-- Task data follows --

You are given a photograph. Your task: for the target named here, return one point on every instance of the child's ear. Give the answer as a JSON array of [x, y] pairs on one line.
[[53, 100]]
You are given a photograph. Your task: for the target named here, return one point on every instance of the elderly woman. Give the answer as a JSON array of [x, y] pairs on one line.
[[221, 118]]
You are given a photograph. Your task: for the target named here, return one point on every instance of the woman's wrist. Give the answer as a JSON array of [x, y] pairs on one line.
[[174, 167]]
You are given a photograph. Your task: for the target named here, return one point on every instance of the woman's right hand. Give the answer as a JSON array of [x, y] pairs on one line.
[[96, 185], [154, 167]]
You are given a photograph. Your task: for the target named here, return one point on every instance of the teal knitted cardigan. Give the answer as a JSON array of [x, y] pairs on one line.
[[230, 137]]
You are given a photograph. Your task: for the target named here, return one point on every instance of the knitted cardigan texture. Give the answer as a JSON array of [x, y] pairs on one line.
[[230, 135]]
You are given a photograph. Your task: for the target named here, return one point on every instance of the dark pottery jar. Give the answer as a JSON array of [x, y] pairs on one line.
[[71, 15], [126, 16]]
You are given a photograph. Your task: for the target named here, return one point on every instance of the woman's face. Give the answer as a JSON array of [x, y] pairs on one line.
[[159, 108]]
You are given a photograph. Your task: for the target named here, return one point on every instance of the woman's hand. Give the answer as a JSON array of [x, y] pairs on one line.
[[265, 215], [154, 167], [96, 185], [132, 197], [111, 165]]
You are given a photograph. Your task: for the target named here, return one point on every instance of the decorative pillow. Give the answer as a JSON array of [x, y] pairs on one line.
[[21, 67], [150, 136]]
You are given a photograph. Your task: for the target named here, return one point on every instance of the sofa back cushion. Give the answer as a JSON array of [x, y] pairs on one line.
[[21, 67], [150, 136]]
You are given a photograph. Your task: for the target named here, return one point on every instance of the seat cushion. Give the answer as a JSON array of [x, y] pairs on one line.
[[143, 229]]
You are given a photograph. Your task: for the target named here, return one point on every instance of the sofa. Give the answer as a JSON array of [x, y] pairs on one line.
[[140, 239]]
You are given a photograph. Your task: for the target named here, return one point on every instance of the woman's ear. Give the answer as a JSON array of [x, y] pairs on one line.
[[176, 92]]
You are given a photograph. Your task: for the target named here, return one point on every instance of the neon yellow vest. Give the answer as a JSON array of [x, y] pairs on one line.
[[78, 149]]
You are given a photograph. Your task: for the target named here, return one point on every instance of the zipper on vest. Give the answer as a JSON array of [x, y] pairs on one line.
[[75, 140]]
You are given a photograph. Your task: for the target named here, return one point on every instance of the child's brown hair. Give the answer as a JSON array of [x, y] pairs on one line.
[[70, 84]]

-- Task data concluded --

What this task involves >> Return the whole listing, keeping every line exactly as it is.

Solution for this exercise >>
You are given a photograph. Your task: for the target named here, return one point on every instance of the child's ear. Give the answer as a JSON array of [x, y] pairs on one line.
[[53, 100]]
You are given a photograph. Your task: for the target named here, return one point on every instance of the elderly woman. Give the answer as a JSON array of [x, y] pairs on one line.
[[221, 118]]
You are given a photograph. Your task: for the target named here, return one point on every instance of the woman's wrist. Give the answer as a JSON array of [x, y] pairs on one line.
[[174, 167]]
You are given a photograph. Your task: for the target named here, return one point on every instance of the woman's right hand. Give the answer as a JSON array of [x, y] pairs on one line.
[[96, 185], [154, 167]]
You are given a photograph. Your task: for the target named here, return one point on every instance of the teal knitted cardigan. Give the answer as a JSON array of [x, y] pairs on one line.
[[230, 137]]
You are given a photograph. Your task: for the target named here, return one point on every instance of the knitted cardigan texture. Give the answer as a JSON array of [x, y] pairs on one line.
[[230, 135]]
You are given a photograph. Your task: for the target named here, return one point on every instance of the dark pottery jar. Give the answer as a JSON array of [x, y] pairs on one line.
[[71, 15], [126, 16]]
You are given a photograph. Your task: for the target named here, return one point on every instance of the woman's face. Give the answer as a JSON array of [x, y] pairs on one line.
[[159, 108]]
You are given a photograph. Your task: for the target named here, return one point on every instance of the woman's hand. Give the answer as a JSON array of [x, y] pairs on one line.
[[265, 215], [154, 167], [96, 185], [132, 197], [111, 165]]
You are given a photograph. Your task: for the target named here, return one point on every instance of the decorative pillow. Give the answer as a JSON array of [x, y] pairs on one line.
[[21, 67], [150, 136]]
You are given a photograph. Your task: for the target named here, return one point on every instance of the sofa back cushion. Give the answer as a JSON array of [x, y] pairs on one line.
[[21, 67], [150, 136]]
You are given a photograph. Your task: for the target named here, return one point on every instance of the seat cushion. Give the answer as a JSON array of [x, y] pairs on one line.
[[143, 229]]
You are given a photograph. Your task: for the target named here, return one point on every instance of the sofa. Give the answer as a JSON array of [x, y] pairs on one line.
[[140, 239]]
You are given a photograph. Your task: for the target named here, return one point on every instance of the woman's ear. Give the answer as a JSON array of [x, y] pairs on one line.
[[176, 92]]
You are given a photograph. Your task: for the target named here, return one point on every instance of the neon yellow vest. Give the answer as a JSON array of [x, y] pairs on one line.
[[78, 149]]
You are given a photograph. Your task: for the target named here, return one point on every instance of the zipper on vest. Give the answer as a JSON array of [x, y] pairs on one line.
[[75, 140]]
You are given a photograph. Your task: for the target named here, return one point on every instance of the child's brown hair. Give the answer as a JSON array of [x, y] pairs on one line.
[[70, 84]]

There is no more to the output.